Work instructions: Rewrite the listing below, changing every "Give the mask" to "Return the mask" and leaving everything else as it is.
* begin Dataset *
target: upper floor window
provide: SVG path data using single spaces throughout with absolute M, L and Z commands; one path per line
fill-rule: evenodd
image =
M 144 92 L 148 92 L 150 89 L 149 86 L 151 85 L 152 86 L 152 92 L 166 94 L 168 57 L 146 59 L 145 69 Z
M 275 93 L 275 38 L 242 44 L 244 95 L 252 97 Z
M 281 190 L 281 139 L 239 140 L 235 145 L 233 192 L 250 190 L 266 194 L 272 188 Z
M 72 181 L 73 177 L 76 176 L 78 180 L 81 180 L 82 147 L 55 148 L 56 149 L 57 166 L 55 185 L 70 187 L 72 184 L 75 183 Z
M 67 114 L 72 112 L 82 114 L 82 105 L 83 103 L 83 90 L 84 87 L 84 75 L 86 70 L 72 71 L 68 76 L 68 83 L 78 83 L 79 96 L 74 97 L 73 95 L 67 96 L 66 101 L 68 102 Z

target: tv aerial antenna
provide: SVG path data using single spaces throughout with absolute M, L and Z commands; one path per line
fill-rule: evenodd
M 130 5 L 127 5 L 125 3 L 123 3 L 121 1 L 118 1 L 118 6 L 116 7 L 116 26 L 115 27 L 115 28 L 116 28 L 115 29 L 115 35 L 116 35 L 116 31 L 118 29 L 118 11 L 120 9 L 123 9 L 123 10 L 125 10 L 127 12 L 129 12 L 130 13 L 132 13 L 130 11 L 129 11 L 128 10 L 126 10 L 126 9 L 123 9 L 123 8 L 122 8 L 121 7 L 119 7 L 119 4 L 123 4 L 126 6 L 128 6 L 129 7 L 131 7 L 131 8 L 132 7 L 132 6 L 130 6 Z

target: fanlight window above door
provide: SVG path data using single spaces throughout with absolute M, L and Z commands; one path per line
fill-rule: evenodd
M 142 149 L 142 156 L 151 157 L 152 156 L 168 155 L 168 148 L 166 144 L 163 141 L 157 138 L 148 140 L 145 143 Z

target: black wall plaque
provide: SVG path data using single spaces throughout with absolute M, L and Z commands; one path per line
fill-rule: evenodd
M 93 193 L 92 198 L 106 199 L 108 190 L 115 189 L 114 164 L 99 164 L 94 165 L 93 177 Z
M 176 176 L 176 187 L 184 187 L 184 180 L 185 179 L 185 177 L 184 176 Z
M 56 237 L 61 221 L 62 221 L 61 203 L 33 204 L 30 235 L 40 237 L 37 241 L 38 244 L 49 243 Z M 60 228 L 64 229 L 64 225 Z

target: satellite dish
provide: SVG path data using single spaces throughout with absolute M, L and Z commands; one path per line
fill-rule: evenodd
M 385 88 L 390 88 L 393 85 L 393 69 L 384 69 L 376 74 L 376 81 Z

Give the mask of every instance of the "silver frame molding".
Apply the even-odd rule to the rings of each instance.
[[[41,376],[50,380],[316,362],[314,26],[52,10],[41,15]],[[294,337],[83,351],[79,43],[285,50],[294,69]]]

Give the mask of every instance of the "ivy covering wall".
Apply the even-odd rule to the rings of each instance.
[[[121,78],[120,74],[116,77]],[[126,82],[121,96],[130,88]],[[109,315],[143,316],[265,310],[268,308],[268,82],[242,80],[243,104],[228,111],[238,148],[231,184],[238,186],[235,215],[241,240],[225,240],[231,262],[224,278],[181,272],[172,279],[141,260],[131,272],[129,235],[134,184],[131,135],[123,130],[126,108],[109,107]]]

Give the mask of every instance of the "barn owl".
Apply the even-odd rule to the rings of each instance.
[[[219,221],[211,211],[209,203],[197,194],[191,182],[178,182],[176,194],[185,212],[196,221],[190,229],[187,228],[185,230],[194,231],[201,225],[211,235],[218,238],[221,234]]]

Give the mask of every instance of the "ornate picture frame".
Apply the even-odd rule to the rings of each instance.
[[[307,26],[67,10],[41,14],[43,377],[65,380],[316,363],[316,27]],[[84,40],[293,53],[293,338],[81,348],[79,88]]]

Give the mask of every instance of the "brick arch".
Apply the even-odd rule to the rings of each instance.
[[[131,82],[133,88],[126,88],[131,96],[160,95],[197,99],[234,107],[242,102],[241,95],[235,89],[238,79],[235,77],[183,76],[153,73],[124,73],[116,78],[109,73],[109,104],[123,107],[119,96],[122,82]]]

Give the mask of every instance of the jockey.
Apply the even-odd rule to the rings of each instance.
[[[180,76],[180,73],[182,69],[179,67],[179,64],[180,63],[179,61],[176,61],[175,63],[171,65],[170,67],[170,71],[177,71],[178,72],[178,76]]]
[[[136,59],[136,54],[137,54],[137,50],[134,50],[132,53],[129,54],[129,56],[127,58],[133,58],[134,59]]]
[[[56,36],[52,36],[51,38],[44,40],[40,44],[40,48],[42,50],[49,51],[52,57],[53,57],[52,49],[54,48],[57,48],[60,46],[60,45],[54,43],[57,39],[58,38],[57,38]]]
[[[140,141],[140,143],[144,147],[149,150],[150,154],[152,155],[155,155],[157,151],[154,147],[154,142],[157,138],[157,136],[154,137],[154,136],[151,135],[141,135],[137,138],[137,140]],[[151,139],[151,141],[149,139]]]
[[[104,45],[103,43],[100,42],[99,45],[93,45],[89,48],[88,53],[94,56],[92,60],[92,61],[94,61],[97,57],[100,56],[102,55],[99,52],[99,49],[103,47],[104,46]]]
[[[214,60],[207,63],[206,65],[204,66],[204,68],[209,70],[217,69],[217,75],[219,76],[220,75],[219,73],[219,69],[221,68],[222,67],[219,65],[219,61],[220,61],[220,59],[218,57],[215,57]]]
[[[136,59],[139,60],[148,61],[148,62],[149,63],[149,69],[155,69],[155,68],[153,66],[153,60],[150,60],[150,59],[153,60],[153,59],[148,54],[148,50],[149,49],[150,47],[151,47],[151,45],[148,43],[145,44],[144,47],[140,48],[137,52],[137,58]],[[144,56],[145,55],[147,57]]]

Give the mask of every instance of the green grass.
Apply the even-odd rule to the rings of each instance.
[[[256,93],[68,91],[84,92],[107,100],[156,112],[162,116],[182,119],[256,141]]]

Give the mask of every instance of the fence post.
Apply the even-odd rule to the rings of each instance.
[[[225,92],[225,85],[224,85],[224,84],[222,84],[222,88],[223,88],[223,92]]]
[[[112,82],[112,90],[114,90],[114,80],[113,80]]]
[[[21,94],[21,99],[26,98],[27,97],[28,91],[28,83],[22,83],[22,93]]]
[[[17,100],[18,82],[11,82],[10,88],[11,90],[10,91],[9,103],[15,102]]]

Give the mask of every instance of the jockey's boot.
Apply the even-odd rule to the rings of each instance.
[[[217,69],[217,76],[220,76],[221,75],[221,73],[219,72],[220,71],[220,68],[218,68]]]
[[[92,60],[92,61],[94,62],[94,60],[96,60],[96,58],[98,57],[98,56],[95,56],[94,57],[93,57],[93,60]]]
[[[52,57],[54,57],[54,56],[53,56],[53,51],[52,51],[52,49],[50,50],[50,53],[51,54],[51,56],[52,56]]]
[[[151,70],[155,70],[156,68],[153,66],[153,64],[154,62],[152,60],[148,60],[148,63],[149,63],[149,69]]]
* end Dataset *
Result of the task:
target: upper floor window
provide: SVG path data using single spaces throughout with absolute M, L and Z commands; one path per line
fill-rule: evenodd
image =
M 144 92 L 148 92 L 150 89 L 149 86 L 151 85 L 152 86 L 152 92 L 166 94 L 168 57 L 146 59 L 145 69 Z
M 275 93 L 275 38 L 242 44 L 244 95 L 252 97 Z
M 281 190 L 281 139 L 239 140 L 235 145 L 233 192 L 250 190 L 266 194 L 272 188 Z
M 72 181 L 73 177 L 76 176 L 78 180 L 81 180 L 82 147 L 55 148 L 56 149 L 57 166 L 55 185 L 70 187 L 72 184 L 75 183 Z
M 67 114 L 72 112 L 82 114 L 82 105 L 83 103 L 83 90 L 84 87 L 84 75 L 86 70 L 72 71 L 68 76 L 68 83 L 78 83 L 79 96 L 74 97 L 73 95 L 67 96 L 66 101 L 68 102 Z

target: tv aerial antenna
provide: SVG path data using single spaces throughout with absolute M, L and Z commands; one path per line
fill-rule: evenodd
M 130 5 L 127 5 L 125 3 L 123 3 L 121 1 L 118 1 L 118 6 L 116 7 L 116 26 L 115 27 L 115 28 L 116 28 L 115 29 L 115 35 L 116 35 L 116 31 L 118 29 L 118 11 L 120 9 L 123 9 L 123 10 L 125 10 L 127 12 L 129 12 L 130 13 L 132 13 L 130 11 L 129 11 L 128 10 L 126 10 L 126 9 L 123 9 L 123 8 L 122 8 L 121 7 L 119 7 L 119 4 L 123 4 L 126 6 L 128 6 L 129 7 L 131 7 L 131 8 L 132 7 L 132 6 L 130 6 Z

target: fanlight window above door
provide: SVG path data using single spaces throughout with absolute M, L and Z commands; one path per line
fill-rule: evenodd
M 142 149 L 142 156 L 151 157 L 152 156 L 168 155 L 168 148 L 166 144 L 163 141 L 157 138 L 148 140 L 145 143 Z

target: black wall plaque
provide: SVG path data using single spaces throughout with absolute M, L and Z commands; one path per line
fill-rule: evenodd
M 93 193 L 92 198 L 106 199 L 108 190 L 115 189 L 114 164 L 99 164 L 94 165 L 93 177 Z
M 176 176 L 176 187 L 184 187 L 184 180 L 185 179 L 185 177 L 184 176 Z
M 56 237 L 61 221 L 62 221 L 61 203 L 33 204 L 30 235 L 40 237 L 37 241 L 38 244 L 49 243 Z M 60 228 L 64 229 L 64 225 Z

target: satellite dish
provide: SVG path data using single spaces throughout with absolute M, L and Z commands; one path per line
fill-rule: evenodd
M 385 88 L 390 88 L 393 85 L 393 69 L 384 69 L 376 74 L 376 81 Z

Return the mask of every instance of the "silver frame molding".
Apply the even-odd rule to the rings of each instance.
[[[41,376],[50,380],[316,362],[314,26],[52,10],[41,15]],[[294,337],[83,351],[79,43],[285,50],[294,69]]]

Return the mask of every instance of the "ivy covering wall".
Apply the even-odd rule to the rings of each instance.
[[[121,78],[120,74],[116,77]],[[126,82],[121,96],[130,88]],[[109,315],[143,316],[265,310],[268,308],[268,82],[242,80],[243,104],[228,111],[238,148],[231,184],[238,186],[235,215],[241,240],[225,240],[231,262],[224,278],[181,272],[172,279],[141,260],[131,272],[129,235],[134,184],[131,135],[123,130],[126,108],[109,107]]]

Return the mask of every instance of the "barn owl".
Apply the even-odd rule to the rings of each instance.
[[[219,221],[211,211],[209,203],[197,194],[191,182],[178,182],[176,194],[185,212],[196,221],[190,229],[187,228],[185,230],[194,231],[201,225],[211,235],[218,238],[221,234]]]

Return the mask of every instance of the "ornate picture frame".
Apply the even-odd rule to the rings of each instance.
[[[307,26],[67,10],[41,14],[43,377],[65,380],[316,363],[316,27]],[[84,40],[293,53],[293,338],[81,348],[79,88]]]

Return the mask of every instance of the "brick arch".
Apply the even-odd rule to the rings of each instance.
[[[131,82],[133,88],[126,88],[131,96],[160,95],[197,99],[234,107],[242,102],[241,95],[235,89],[238,79],[235,77],[183,76],[153,73],[124,73],[116,78],[109,73],[109,104],[123,107],[119,96],[122,82]]]

Return the mask of every instance of the jockey.
Apply the even-odd rule to the rings of each instance.
[[[180,76],[180,73],[182,69],[179,67],[179,64],[180,63],[179,61],[176,61],[175,63],[171,65],[170,67],[170,71],[177,71],[178,72],[178,76]]]
[[[136,59],[136,54],[137,54],[137,50],[134,50],[132,53],[129,54],[129,56],[127,58],[133,58],[134,59]]]
[[[56,36],[52,36],[51,38],[44,40],[40,44],[40,48],[42,50],[49,51],[52,57],[53,57],[52,49],[54,48],[57,48],[60,46],[60,45],[54,43],[57,39],[58,38],[57,38]]]
[[[140,141],[140,143],[144,147],[149,150],[150,154],[152,155],[155,155],[157,151],[154,147],[154,142],[157,138],[157,136],[154,137],[154,136],[151,135],[141,135],[137,138],[137,140]],[[151,139],[151,141],[149,139]]]
[[[104,45],[103,43],[100,42],[99,45],[93,45],[89,48],[88,53],[94,56],[92,60],[92,61],[94,61],[97,57],[100,56],[102,55],[99,52],[99,49],[103,47],[104,46]]]
[[[214,60],[207,63],[206,65],[204,66],[204,68],[209,70],[217,69],[217,75],[219,76],[220,75],[219,73],[219,69],[221,68],[222,67],[219,65],[219,61],[220,61],[220,59],[218,57],[215,57]]]
[[[136,59],[139,60],[148,61],[148,62],[149,63],[149,69],[155,69],[155,68],[153,66],[153,60],[150,60],[150,59],[153,60],[153,59],[148,54],[148,50],[149,49],[150,47],[151,47],[151,45],[148,43],[145,44],[144,47],[140,48],[137,52],[137,58]],[[144,56],[145,55],[147,57]]]

Return the mask of every instance of the green grass.
Apply the even-odd rule to the rings of each instance.
[[[256,93],[68,91],[84,92],[107,100],[156,112],[162,116],[182,119],[256,141]]]

Return the mask of every instance of the fence post.
Apply the even-odd rule to the rings of each instance.
[[[225,92],[225,85],[224,85],[224,84],[222,84],[222,88],[223,88],[223,92]]]
[[[112,82],[112,90],[114,90],[114,80],[113,80]]]
[[[21,94],[21,99],[26,98],[27,97],[28,91],[28,83],[22,83],[22,93]]]
[[[17,100],[18,82],[11,82],[10,88],[11,90],[10,91],[9,103],[15,102]]]

Return the mask of every instance of the jockey's boot.
Apply the even-odd rule to the rings of each instance.
[[[217,69],[217,76],[220,76],[221,75],[221,73],[219,72],[220,71],[220,68],[218,68]]]
[[[92,60],[92,61],[94,62],[94,60],[96,60],[96,58],[98,57],[98,56],[95,56],[94,57],[93,57],[93,60]]]
[[[52,57],[54,57],[54,56],[53,56],[53,51],[52,51],[52,49],[50,50],[50,53],[51,54],[51,56],[52,56]]]
[[[151,70],[155,70],[156,68],[153,66],[153,64],[154,62],[152,60],[148,60],[148,63],[149,63],[149,69]]]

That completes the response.